══ TASK INPUTS
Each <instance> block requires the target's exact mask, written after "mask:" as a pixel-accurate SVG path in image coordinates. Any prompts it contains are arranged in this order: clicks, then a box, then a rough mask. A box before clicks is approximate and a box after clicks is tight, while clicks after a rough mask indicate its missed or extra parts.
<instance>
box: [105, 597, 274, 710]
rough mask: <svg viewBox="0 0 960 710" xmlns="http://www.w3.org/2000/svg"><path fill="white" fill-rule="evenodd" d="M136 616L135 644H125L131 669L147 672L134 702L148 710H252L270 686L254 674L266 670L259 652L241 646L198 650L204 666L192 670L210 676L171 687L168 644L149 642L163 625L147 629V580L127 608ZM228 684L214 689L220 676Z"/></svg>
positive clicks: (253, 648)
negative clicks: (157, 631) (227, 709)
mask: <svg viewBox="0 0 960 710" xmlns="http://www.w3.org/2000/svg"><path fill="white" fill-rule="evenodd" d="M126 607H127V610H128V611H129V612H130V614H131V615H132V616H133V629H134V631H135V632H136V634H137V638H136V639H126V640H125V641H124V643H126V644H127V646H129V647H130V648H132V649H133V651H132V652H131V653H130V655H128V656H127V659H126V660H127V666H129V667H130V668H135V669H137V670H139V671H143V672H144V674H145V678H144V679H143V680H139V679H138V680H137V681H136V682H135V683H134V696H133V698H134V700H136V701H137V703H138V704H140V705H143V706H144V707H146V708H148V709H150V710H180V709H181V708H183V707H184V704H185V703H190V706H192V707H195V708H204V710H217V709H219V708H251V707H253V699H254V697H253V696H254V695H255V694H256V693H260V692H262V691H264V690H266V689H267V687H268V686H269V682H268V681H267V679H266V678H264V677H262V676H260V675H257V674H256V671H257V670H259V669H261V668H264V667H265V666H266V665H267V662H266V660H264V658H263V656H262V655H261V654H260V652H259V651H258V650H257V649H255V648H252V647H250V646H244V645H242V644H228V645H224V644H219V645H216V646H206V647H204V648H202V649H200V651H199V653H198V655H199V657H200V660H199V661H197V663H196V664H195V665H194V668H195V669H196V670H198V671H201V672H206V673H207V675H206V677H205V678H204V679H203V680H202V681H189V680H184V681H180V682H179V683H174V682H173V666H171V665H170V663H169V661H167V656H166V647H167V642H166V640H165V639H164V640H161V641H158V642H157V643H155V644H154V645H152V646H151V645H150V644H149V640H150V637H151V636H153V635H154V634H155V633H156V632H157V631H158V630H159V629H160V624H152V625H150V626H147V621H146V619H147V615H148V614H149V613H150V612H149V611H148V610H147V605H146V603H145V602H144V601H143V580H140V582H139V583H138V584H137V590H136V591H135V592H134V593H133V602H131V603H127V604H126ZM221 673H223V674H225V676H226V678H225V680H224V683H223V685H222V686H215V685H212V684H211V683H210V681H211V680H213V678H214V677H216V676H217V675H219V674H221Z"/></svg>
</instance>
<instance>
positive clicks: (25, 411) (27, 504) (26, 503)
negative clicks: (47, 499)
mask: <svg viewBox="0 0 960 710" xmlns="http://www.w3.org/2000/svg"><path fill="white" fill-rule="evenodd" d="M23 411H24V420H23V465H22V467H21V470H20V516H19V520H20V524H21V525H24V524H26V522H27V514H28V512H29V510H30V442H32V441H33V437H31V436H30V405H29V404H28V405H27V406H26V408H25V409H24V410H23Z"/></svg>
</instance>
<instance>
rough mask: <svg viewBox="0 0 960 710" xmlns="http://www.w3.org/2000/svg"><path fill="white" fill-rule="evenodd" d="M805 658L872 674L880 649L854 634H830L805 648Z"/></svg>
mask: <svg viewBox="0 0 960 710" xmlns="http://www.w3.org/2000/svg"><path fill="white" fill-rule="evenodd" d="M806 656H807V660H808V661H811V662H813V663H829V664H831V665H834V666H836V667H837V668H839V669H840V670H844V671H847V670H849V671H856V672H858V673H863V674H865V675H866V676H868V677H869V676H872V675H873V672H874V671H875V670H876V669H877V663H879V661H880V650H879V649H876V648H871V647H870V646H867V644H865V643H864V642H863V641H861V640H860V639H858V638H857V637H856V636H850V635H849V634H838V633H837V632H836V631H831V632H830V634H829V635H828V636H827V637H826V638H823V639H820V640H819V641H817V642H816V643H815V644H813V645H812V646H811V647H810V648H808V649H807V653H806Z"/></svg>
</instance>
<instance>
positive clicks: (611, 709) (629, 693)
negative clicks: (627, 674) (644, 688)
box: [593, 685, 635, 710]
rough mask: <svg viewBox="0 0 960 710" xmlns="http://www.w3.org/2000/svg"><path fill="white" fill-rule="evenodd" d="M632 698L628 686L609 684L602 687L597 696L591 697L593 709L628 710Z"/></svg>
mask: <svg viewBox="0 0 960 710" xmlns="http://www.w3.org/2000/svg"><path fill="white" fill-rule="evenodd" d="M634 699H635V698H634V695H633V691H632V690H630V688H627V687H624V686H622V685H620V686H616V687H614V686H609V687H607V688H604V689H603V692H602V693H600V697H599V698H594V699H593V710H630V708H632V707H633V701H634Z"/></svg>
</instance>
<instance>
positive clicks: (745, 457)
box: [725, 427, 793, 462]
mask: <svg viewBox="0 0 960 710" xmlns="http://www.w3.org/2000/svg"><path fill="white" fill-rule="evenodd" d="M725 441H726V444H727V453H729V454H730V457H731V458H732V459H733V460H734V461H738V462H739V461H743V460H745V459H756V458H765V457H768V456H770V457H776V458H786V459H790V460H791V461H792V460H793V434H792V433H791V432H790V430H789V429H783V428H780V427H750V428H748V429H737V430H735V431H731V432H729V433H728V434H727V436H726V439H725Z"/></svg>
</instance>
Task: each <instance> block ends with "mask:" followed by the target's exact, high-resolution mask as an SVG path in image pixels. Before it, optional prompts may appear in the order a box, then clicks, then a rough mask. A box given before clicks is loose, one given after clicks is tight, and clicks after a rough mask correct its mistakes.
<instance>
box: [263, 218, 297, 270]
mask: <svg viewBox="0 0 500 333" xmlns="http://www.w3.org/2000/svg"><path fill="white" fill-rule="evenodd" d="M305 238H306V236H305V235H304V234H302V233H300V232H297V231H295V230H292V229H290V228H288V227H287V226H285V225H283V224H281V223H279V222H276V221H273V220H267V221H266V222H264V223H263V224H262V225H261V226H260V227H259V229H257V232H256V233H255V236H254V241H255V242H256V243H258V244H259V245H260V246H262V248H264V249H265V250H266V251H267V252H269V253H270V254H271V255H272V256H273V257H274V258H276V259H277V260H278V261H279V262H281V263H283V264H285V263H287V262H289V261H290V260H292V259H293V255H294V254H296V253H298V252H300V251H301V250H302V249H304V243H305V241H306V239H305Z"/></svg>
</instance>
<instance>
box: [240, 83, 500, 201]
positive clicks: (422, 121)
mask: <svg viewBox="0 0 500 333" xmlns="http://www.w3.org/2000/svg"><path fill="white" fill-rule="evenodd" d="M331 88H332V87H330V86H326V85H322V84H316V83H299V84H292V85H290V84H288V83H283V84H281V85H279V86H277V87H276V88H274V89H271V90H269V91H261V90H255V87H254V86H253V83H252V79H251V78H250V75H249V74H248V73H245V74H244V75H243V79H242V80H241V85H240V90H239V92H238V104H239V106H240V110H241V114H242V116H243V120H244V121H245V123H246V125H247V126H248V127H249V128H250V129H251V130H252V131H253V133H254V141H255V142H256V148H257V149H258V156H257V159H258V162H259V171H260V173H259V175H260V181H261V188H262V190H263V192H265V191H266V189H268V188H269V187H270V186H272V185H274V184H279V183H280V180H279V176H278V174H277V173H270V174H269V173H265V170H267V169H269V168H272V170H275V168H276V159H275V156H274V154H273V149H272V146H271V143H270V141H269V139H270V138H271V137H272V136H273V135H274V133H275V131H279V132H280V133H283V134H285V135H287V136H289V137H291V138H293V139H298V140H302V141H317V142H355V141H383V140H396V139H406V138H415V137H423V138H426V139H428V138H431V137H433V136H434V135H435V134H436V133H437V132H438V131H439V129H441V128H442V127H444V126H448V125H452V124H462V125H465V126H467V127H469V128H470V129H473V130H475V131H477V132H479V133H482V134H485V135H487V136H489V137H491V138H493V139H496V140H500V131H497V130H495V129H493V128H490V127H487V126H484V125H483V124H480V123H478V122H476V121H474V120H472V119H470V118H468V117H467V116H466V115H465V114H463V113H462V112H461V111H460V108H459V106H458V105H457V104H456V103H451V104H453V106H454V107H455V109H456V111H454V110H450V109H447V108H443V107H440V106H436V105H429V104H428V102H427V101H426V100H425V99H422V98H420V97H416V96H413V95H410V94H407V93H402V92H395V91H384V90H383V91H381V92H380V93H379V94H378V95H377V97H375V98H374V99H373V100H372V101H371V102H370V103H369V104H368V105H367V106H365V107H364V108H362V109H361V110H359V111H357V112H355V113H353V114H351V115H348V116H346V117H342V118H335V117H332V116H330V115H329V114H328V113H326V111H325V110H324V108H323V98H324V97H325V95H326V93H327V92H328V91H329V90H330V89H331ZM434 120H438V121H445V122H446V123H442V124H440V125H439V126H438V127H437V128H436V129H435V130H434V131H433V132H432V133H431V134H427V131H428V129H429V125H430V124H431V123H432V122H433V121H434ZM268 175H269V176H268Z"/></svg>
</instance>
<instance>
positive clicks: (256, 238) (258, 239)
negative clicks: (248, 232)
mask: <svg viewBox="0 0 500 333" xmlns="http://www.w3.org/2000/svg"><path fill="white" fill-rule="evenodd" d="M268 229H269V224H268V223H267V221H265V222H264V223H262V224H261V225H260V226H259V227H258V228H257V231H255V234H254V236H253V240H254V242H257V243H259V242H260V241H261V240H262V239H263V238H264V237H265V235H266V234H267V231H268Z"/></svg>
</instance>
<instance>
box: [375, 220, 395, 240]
════
WHAT YOU WILL DO: Recast the stretch from the start of the records through the line containing "box: [105, 597, 274, 710]", both ends included, as a JSON list of strings with one string per line and blank lines omitted.

EXERCISE SOLUTION:
[
  "Each <instance> block requires the target's exact mask, written after \"mask:\" as a pixel-accurate SVG path in image coordinates. Any prompts it contains are arranged in this order: clicks, then a box, then a rough mask. A box before clicks is approximate and a box after clicks is tight, while clicks after a rough mask indicate its missed or extra parts.",
  "<instance>",
  "box: [105, 597, 274, 710]"
]